'''

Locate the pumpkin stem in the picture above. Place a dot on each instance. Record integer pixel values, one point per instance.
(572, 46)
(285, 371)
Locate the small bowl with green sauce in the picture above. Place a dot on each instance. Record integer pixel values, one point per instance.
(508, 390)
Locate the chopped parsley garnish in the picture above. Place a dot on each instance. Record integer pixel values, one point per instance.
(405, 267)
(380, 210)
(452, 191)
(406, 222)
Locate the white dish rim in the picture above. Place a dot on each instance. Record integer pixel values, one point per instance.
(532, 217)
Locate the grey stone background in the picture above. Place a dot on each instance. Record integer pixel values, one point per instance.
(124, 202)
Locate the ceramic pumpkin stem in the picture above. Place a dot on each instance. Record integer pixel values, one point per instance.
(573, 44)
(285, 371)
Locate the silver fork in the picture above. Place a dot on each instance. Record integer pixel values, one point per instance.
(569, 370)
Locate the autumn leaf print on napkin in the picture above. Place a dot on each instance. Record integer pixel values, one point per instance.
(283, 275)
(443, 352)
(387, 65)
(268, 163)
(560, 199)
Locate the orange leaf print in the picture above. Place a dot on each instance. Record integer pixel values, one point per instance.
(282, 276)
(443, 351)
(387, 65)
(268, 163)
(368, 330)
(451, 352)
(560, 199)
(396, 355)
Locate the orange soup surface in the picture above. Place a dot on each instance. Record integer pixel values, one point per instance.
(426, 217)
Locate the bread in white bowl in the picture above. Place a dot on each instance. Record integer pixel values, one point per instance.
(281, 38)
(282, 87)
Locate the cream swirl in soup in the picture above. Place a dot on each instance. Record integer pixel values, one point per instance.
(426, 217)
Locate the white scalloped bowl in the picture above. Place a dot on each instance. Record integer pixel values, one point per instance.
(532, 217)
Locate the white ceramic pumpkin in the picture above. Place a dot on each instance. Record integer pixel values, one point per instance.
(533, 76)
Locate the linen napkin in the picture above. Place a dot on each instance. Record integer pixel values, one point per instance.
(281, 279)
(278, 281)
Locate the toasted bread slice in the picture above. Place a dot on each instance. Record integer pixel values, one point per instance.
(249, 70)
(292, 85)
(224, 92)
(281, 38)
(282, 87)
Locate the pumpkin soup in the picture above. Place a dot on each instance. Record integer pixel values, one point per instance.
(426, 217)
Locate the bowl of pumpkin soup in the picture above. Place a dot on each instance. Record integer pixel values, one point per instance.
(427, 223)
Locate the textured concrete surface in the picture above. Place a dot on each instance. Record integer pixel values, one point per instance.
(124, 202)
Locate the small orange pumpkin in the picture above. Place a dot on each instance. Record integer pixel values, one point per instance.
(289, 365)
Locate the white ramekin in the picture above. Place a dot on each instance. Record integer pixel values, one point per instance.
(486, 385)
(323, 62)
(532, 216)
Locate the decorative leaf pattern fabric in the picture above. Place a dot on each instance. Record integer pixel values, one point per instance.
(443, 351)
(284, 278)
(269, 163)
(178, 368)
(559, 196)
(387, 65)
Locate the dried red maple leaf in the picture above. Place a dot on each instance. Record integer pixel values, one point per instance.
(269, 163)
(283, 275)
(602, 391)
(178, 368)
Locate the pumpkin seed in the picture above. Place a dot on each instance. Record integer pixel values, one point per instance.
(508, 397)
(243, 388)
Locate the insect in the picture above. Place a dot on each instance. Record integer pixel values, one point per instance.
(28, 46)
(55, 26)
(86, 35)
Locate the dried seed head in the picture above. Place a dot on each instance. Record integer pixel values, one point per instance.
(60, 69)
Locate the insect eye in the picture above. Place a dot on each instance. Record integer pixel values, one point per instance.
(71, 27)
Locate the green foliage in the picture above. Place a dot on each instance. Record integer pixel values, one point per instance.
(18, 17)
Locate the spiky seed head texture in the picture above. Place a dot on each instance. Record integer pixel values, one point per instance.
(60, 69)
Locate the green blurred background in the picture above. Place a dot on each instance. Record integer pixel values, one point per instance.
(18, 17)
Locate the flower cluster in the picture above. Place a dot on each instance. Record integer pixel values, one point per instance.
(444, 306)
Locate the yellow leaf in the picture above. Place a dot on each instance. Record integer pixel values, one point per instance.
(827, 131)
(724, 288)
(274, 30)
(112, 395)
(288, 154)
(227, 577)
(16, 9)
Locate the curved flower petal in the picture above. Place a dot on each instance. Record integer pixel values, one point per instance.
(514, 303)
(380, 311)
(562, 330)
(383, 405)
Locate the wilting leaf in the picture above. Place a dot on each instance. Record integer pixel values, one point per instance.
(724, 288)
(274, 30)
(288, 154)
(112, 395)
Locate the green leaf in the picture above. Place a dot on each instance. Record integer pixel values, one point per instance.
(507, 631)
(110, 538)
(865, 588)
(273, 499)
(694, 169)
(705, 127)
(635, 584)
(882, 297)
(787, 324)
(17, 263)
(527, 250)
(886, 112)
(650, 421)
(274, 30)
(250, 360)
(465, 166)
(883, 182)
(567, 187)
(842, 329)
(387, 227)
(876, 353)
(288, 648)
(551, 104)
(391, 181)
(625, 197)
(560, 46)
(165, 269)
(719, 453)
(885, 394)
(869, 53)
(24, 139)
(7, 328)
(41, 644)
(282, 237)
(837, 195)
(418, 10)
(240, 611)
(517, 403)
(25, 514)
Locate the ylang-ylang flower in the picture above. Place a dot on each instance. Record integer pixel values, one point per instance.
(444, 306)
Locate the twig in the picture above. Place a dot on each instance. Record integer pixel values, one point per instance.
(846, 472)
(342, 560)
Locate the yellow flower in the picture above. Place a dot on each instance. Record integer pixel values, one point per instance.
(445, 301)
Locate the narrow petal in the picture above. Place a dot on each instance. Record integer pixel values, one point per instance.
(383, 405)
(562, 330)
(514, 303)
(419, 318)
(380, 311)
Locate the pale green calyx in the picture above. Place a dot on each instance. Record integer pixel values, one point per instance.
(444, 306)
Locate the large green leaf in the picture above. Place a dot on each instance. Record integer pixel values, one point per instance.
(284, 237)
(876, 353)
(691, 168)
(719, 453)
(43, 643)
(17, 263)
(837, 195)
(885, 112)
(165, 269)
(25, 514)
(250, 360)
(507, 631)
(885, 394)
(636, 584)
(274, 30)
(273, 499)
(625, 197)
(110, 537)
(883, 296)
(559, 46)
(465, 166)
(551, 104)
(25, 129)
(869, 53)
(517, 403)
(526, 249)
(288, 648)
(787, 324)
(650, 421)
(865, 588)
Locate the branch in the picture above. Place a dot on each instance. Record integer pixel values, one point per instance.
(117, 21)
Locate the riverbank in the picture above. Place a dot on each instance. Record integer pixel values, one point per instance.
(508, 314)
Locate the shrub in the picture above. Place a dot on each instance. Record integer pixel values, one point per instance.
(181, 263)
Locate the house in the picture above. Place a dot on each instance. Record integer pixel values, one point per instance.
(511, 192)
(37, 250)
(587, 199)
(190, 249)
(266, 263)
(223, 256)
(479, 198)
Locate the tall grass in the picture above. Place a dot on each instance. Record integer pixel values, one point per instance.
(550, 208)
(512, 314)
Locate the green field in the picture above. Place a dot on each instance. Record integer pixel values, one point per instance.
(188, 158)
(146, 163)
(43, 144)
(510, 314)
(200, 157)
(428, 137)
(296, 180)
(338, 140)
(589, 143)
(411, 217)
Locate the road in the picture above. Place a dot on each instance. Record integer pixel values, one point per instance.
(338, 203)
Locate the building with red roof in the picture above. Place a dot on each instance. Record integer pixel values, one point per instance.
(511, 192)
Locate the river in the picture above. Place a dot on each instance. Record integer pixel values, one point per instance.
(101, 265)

'''

Using the listing above, please repeat every entry exactly.

Locate the pumpkin stem in the picture above. Place a dot on each instance. Record integer pixel values, one point per instance.
(572, 46)
(285, 371)
Locate the small bowl with green sauce in the picture above. Place a dot on each instance. Record integer pixel values, one point per instance.
(508, 390)
Locate the chopped parsley garnish in the picture above. Place a dot on each instance. Record integer pixel values, one point per instance.
(405, 267)
(380, 210)
(452, 191)
(406, 222)
Locate the white dish rim in the picture above. Place a dot on each instance. Record integer pixel values, one point per instance.
(532, 217)
Locate the grey stone background in the picture above. Place a dot on each instance. Record integer pixel values, one point per instance.
(124, 202)
Locate the ceramic pumpkin stem in the picture above. Place a dot on each instance. Record integer pixel values, one point per instance.
(573, 44)
(285, 371)
Locate the silver fork in the picture above. Place a dot on each instance. Record integer pixel values, one point per instance.
(569, 370)
Locate the autumn leaf print on napkin in the picture above. Place a dot on each instance. Record integer pixel values, one point per instance.
(283, 275)
(443, 352)
(387, 65)
(268, 163)
(560, 199)
Locate the orange leaf print in the picture above. Place a dot on each instance. Record integer pixel values, one point per instance.
(282, 276)
(443, 351)
(387, 65)
(268, 163)
(368, 330)
(451, 352)
(560, 199)
(396, 355)
Locate the orange soup surface in the picture above. Place a dot on each instance. Record integer pixel values, one point per instance.
(426, 217)
Locate the bread in white bowl in the picture above. Place a dot on each instance. Record integer pixel values, one point per instance.
(281, 38)
(282, 87)
Locate the cream swirl in soup in the picture above. Place a dot on each instance. Record integer pixel values, one point per instance.
(426, 217)
Locate the white scalloped bowl in the picture above. Place a dot on each instance. Record integer pixel values, one point per instance.
(532, 217)
Locate the white ceramic pumpkin in the picture above. Place a dot on each instance. Record integer pixel values, one point per instance.
(533, 76)
Locate the linen napkin in the picture above. Place a dot on each instance. Record integer pixel values, one point per instance.
(281, 279)
(278, 281)
Locate the toasted bread slice in the picture above. Place a dot on each instance. Record integer pixel values, one point per instance.
(249, 70)
(292, 85)
(224, 92)
(281, 38)
(282, 87)
Locate the pumpkin soup in the picture above. Place a dot on each instance. Record integer pixel values, one point per instance.
(426, 217)
Locate the bowl of pumpkin soup in the picture above. Place a dot on each instance. Record integer pixel values, one point per instance.
(427, 223)
Locate the textured concrete surface in the picture above. Place a dot on each instance. Record integer pixel values, one point per instance.
(124, 202)
Locate the small orange pumpkin in the picture above. Place a dot on each instance. Record integer pixel values, one point per instance.
(289, 365)
Locate the white ramekin in the picture above. Place a dot on each instance. Record integer pixel values, one point per instance.
(486, 385)
(323, 62)
(532, 216)
Locate the decorative leaf pattern fabric in the picture above. Place a dot on each instance. Record integer pixel values, one point per instance.
(443, 351)
(284, 278)
(269, 163)
(178, 368)
(559, 196)
(387, 65)
Locate the dried red maple leaf in the picture above. Place a dot on each instance. Record integer pixel values, one point per instance.
(269, 163)
(283, 275)
(602, 391)
(178, 368)
Locate the pumpkin seed in the picture above. Place a dot on each instance. Record integer pixel values, one point per instance.
(508, 397)
(243, 388)
Locate the insect in the picture above. Place a dot on each instance. Record integer pixel values, one point per instance.
(28, 46)
(55, 26)
(86, 35)
Locate the dried seed head in the picture above. Place a dot on each instance. Record integer pixel values, one point per instance.
(60, 69)
Locate the insect eye in the picture above. Place a dot on each instance. Record integer pixel values, one point per instance.
(71, 27)
Locate the green foliage in the picture above. Place a dot on each instance. Record integer pixel values, one point per instance.
(18, 17)
Locate the spiky seed head texture in the picture above. Place a dot on each instance. Record integer pixel values, one point per instance.
(60, 69)
Locate the green blurred background in the picture above. Place a dot on each instance. Record integer pixel values, one point per instance.
(18, 17)
Locate the flower cluster in the picture above. Place a dot on each instance. Record integer pixel values, one point per instance.
(444, 306)
Locate the yellow leaf in the picture above. Place a dot on each instance. Record integer pixel values, one point per instance.
(827, 131)
(724, 288)
(274, 30)
(112, 395)
(288, 154)
(227, 577)
(16, 9)
Locate the curved flower petal in the picture above. Place a dot on each instance. Record integer pixel values, one point per instance.
(514, 303)
(380, 311)
(562, 330)
(383, 405)
Locate the wilting leaf in the picture above. Place a dot on each instance. Record integer pixel values, one point per instance.
(724, 288)
(274, 30)
(288, 154)
(112, 395)
Locate the green leaf in the picture above. Place a dot on each instance. Record integer pixel values, one point per instance.
(507, 631)
(110, 538)
(865, 588)
(273, 499)
(694, 169)
(705, 127)
(635, 584)
(882, 297)
(787, 324)
(17, 263)
(527, 250)
(886, 112)
(650, 421)
(274, 30)
(250, 360)
(465, 166)
(883, 182)
(567, 187)
(842, 329)
(387, 227)
(876, 353)
(288, 648)
(551, 104)
(391, 181)
(625, 197)
(560, 46)
(165, 269)
(719, 453)
(885, 394)
(869, 53)
(24, 139)
(7, 328)
(41, 644)
(282, 237)
(837, 195)
(418, 10)
(240, 611)
(517, 403)
(25, 514)
Locate the ylang-ylang flower in the picture above. Place a dot on each instance. Record integer pixel values, one point per instance.
(444, 306)
Locate the twig in the picture above. Place a dot on each instance. Record integer pixel values, one point per instance.
(846, 472)
(342, 560)
Locate the yellow flower in the picture above. Place a dot on each instance. Record integer pixel values, one point per instance.
(445, 301)
Locate the narrow petal in the picture above. Place a dot on each instance. Record integer pixel values, one point per instance.
(383, 405)
(562, 330)
(514, 303)
(419, 318)
(380, 311)
Locate the pale green calyx in the picture above. Place a dot on each instance. Record integer pixel values, one point per instance.
(444, 306)
Locate the large green leaf in the picture above. Place a dot on each instance. Record integer pixel values, one point per instance.
(284, 237)
(876, 353)
(691, 168)
(719, 453)
(43, 643)
(17, 263)
(837, 195)
(885, 112)
(165, 269)
(25, 514)
(250, 360)
(507, 631)
(885, 394)
(636, 584)
(274, 30)
(273, 499)
(625, 197)
(110, 537)
(883, 296)
(559, 46)
(465, 166)
(551, 104)
(25, 129)
(869, 53)
(517, 403)
(526, 249)
(288, 648)
(787, 324)
(650, 421)
(865, 588)
Locate the branch in the picture above. Place a dot on each instance. Record integer pixel values, one point per instance.
(117, 21)
Locate the riverbank in the picture above. Place a dot on each instance. Record integer pixel values, one point per instance.
(508, 314)
Locate the shrub in the picture above. Place a dot on each instance. Record integer pixel values, one point per instance.
(181, 263)
Locate the house in the picture above. Place a dot on each instance. Record integer pixel values, one point per instance.
(511, 192)
(37, 250)
(587, 199)
(190, 249)
(266, 263)
(223, 256)
(479, 198)
Locate the tall grass in the picture above. Place a dot on each instance. Record integer pixel values, one point per instance.
(550, 208)
(512, 314)
Locate the green field in the picture above. Place a dot on each instance. Record integer pixel values, one point per instance.
(188, 158)
(146, 163)
(43, 144)
(510, 314)
(200, 157)
(428, 137)
(296, 180)
(338, 140)
(589, 143)
(411, 217)
Locate the road in the picture above. Place a dot on each instance. Record integer pixel values, one point per instance.
(338, 203)
Locate the building with red roof in the picture above. Place a dot on each instance. Record integer pixel values, one point per instance.
(511, 192)
Locate the river in the picture above. Place a dot on each instance. Record integer pixel values, one point per instance.
(101, 265)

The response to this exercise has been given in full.